- Stated goal: Copy out every one of the entries below word for word, keeping each line unchanged.

- Records for the exercise:
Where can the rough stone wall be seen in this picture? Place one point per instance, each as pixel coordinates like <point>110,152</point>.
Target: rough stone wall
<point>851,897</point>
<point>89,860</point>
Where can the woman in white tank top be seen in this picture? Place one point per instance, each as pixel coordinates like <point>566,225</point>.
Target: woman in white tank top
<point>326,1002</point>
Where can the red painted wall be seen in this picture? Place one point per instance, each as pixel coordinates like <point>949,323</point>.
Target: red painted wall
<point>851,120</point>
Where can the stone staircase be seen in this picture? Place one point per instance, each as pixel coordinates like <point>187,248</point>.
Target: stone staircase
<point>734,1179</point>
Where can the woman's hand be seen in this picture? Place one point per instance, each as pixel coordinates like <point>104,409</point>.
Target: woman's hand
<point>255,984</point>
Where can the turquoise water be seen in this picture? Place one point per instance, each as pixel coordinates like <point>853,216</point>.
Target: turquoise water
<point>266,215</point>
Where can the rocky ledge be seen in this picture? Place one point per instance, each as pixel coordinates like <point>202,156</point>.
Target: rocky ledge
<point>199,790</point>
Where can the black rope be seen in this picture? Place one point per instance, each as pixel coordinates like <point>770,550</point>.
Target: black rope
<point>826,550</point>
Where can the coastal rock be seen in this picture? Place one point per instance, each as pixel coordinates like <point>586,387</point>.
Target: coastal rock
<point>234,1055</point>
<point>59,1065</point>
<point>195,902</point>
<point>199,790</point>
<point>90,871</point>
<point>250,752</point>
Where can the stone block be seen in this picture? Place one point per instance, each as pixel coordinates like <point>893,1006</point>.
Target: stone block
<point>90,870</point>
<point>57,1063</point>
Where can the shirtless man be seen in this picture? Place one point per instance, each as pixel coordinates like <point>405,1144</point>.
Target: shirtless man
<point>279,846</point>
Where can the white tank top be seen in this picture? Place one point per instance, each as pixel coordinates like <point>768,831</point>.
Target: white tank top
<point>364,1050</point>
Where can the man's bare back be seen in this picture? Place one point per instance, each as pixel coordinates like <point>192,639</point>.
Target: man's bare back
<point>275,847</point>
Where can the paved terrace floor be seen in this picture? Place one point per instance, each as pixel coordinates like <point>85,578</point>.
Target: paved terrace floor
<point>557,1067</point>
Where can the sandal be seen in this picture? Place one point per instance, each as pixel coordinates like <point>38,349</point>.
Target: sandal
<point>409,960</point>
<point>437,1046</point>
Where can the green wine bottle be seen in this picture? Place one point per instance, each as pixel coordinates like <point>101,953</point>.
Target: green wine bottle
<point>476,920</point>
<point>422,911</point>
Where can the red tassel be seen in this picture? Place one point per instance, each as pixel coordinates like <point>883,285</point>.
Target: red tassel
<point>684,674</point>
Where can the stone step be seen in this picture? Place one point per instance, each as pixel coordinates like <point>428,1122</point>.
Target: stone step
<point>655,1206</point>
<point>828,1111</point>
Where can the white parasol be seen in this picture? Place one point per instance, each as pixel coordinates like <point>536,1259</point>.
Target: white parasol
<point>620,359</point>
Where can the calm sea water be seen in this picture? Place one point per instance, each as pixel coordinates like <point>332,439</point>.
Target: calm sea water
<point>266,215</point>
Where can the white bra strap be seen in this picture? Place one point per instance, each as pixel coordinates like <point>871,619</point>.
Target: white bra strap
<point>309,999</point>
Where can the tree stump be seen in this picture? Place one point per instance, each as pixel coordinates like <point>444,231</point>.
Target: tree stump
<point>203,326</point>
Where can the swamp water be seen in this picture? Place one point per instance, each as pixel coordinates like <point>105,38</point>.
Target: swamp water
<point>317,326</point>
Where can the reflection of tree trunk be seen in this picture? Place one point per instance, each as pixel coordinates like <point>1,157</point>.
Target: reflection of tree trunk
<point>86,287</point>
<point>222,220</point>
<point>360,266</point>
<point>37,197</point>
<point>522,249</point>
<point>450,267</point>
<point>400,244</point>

- Solution to this exercise:
Where can the rough stone wall be seen in this picture? Place one point per instance, each as pixel coordinates like <point>110,152</point>.
Target: rough stone wall
<point>851,897</point>
<point>89,860</point>
Where can the woman in white tank top be seen in this picture? Place one point per instance, each as pixel coordinates like <point>566,225</point>.
Target: woman in white tank top
<point>326,1002</point>
Where can the red painted wall be seen in this picture? Place one point per instance, each as pixel coordinates like <point>949,323</point>.
Target: red painted wall
<point>851,120</point>
Where can the stone staircase be seen in this picture? Place one point per instance, each as pixel coordinates like <point>187,248</point>.
Target: stone staircase
<point>734,1179</point>
Where can the woman's hand be seen in this picture? Place one point per instance, each as pixel coordinates like <point>104,409</point>.
Target: woman's hand
<point>255,984</point>
Where can the turquoise water be seen in this picture? Place one point per instance, each as pixel coordinates like <point>853,216</point>.
Target: turquoise water
<point>266,215</point>
Where can the rocky ledge be seen in this picture? Place one point per instance, each as pixel coordinates like <point>202,156</point>.
Target: rocky ledge
<point>199,790</point>
Where can the black rope be seen in this picture? Place one point per instance, each as pixel coordinates like <point>770,550</point>.
Target: black rope
<point>826,550</point>
Where can the coastal rock be seen in this picture? Place one point per instance, each as pixel coordinates like <point>586,387</point>.
Target: coastal rock
<point>234,1055</point>
<point>59,1065</point>
<point>195,902</point>
<point>199,790</point>
<point>90,871</point>
<point>250,752</point>
Where can the stone block be seen in this picture? Place one point per instance, each as pixel coordinates like <point>893,1006</point>.
Target: stone block
<point>90,870</point>
<point>57,1063</point>
Where can the shirtless man be seen in this picture? Place one point per instance, each as pixel coordinates like <point>405,1144</point>.
Target: shirtless man
<point>279,846</point>
Where can the white tank top be seen in this picture? Place one point per instance, each as pixel coordinates like <point>768,831</point>.
Target: white tank top
<point>364,1050</point>
Where can the man's bare back be seen in this picture? Place one point per instance, each as pixel coordinates like <point>192,639</point>.
Target: man's bare back
<point>275,847</point>
Where can the paved terrace floor be seen in this picture? Place one point per instance, each as pixel coordinates like <point>85,578</point>.
Target: paved terrace floor
<point>557,1067</point>
Where can the sandal be seen in this picture? Place one point per instance, each as pixel coordinates like <point>38,349</point>.
Target: sandal
<point>409,960</point>
<point>437,1046</point>
Where can the green wine bottle be seen in this picture? Place one point per instance, each as pixel coordinates like <point>101,953</point>.
Target: green wine bottle
<point>476,920</point>
<point>422,911</point>
Where can the red tassel be seen in this picture? Place one point per instance, each as pixel coordinates like <point>883,285</point>.
Target: red tassel
<point>684,674</point>
Where can the stone step be seen in this picture? Place one point per instance, each as pixel coordinates like <point>428,1122</point>.
Target: stone step
<point>655,1206</point>
<point>828,1111</point>
Where can the white parasol be seen in this picture? Place one point per instance, each as pixel coordinates like <point>536,1259</point>.
Target: white parasol
<point>620,359</point>
Where can the calm sea water be seen in this picture? Place one point per instance, each as pixel coordinates like <point>332,439</point>.
Target: calm sea water
<point>266,215</point>
Where can the white bra strap be seen in this picture? Place one point per instance, each as pixel coordinates like <point>871,619</point>.
Target: white bra strap
<point>309,999</point>
Where can the tree stump be seen in this picture? Place one point per instance, each as pixel coordinates like <point>444,231</point>.
Target: tree stump
<point>203,326</point>
Where can the swamp water be seen in this picture? Place one point per instance, each as pixel coordinates like <point>105,38</point>.
Target: swamp water
<point>317,326</point>
Where can the reflection of tree trunk be seen in this picture? Place one point per instance, each as pixel coordinates like <point>1,157</point>.
Target: reflection of tree trunk
<point>86,287</point>
<point>222,220</point>
<point>360,266</point>
<point>37,197</point>
<point>522,249</point>
<point>450,267</point>
<point>400,244</point>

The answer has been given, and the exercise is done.